## WORK TO COMPLETE
Write the next part of the text segment on telecommunications and artificial neural networks, starting after its final sentence.

## TEXT SEGMENT
BEGIN
A revolution in wireless telecommunications began in the first decade of the 20th century with pioneering developments in wireless radio communications by Nikola Tesla and Guglielmo Marconi, who won the Nobel Prize in Physics in 1909 for his efforts.

Telecommunications play an important role in the world economy and the worldwide telecommunication industry's revenue was estimated to be $3.85 trillion in 2008. The service revenue of the global telecommunications industry was estimated to be $1.7 trillion in 2008, and is expected to touch $2.7 trillion by 2013.

What is an artificial neural network?

An artificial neural network (ANN), usually called neural network (NN), is a mathematical model or computational model that is inspired by the structure and/or functional aspects of biological neural networks. A neural network consists of an interconnected group of artificial neurons, and it processes information using a connectionist approach to computation. In most cases an ANN is an adaptive system that changes its structure based on external or internal information that flows through the network during the learning phase. Modern neural networks are non-linear statistical data modelling tools. They are usually used to model complex relationships between inputs and outputs or to find patterns in data.
END
## MATERIAL SHOWN
BEGIN
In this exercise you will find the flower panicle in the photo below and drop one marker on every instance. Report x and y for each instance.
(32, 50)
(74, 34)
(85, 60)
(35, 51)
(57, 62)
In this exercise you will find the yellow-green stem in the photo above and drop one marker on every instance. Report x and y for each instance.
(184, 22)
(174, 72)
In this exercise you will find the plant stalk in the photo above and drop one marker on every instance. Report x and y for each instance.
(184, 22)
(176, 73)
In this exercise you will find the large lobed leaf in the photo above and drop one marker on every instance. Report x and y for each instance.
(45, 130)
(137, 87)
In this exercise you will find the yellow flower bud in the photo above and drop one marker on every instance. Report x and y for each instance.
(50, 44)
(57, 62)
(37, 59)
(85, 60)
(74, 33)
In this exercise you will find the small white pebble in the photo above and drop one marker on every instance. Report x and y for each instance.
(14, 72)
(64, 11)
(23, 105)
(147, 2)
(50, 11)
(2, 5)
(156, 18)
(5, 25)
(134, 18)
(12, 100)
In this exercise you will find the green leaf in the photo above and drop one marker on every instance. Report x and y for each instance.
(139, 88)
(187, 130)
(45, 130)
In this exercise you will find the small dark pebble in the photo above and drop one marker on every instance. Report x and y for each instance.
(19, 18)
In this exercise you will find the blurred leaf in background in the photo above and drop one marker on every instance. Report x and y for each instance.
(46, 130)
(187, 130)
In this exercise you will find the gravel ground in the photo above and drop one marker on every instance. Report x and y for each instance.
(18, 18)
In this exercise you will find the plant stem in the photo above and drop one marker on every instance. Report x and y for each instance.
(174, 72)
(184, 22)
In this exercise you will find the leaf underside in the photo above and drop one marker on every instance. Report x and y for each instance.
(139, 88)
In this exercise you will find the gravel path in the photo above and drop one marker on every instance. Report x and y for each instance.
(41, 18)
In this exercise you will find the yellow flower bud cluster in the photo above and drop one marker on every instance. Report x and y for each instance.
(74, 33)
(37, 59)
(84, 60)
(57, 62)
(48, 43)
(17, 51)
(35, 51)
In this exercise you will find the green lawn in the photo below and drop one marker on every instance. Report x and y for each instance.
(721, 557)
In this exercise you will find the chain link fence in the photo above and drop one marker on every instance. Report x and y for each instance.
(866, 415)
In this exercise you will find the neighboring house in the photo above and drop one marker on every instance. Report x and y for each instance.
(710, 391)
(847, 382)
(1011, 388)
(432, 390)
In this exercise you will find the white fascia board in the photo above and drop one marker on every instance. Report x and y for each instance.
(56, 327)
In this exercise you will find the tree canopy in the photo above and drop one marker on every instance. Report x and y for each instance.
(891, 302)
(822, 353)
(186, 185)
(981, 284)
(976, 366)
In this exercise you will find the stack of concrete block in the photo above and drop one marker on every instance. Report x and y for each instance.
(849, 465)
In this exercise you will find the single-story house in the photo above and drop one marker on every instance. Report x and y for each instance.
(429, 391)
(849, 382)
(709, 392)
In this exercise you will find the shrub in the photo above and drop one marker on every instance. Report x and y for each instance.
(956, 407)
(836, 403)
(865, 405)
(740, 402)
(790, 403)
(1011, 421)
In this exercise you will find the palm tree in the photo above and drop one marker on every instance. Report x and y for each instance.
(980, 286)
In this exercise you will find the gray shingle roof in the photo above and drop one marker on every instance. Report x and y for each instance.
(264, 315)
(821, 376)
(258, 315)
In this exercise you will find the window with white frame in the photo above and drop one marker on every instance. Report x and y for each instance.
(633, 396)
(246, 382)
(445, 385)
END
## ANSWER SECTION
The original inspiration for the term Artificial Neural Network came from examination of central nervous systems and their neurons, axons, dendrites, and synapses, which constitute the processing elements of biological neural networks investigated by neuroscience. In an artificial neural network, simple artificial nodes, variously called "neurons", "neurodes", "processing elements" (PEs) or "units", are connected together to form a network of nodes mimicking the biological neural networks — hence the term "artificial neural network".

An ANN is typically defined by three types of parameters:

1.     The interconnection pattern between different layers of neurons

2.     The learning process for updating the weights of the interconnections

3.     The activation function that converts a neuron's weighted input to its output activation.

1.   Introduction:

The study of the human brain is thousands of years old. With the advent of modern electronics, it was only natural to try to harness this thinking process. The first step toward artificial neural networks came in 1943 when Warren McCulloch, a neurophysiologist, and a young mathematician, Walter Pitts, wrote a paper on how neurons might work. They modelled a simple neural network with electrical circuits.

In 1959, Bernard Widrow and Marcian Hoff of Stanford developed models, they called ADALINE and MADALINE. These models were named for their use of Multiple Adaptive Linear Elements. MADALINE was the first neural network to be applied to a real world problem. It is an adaptive filter which eliminates echoes on phone lines, which is still in commercial use.

 Hopfield's approach was not to simply model brains but to create useful devices.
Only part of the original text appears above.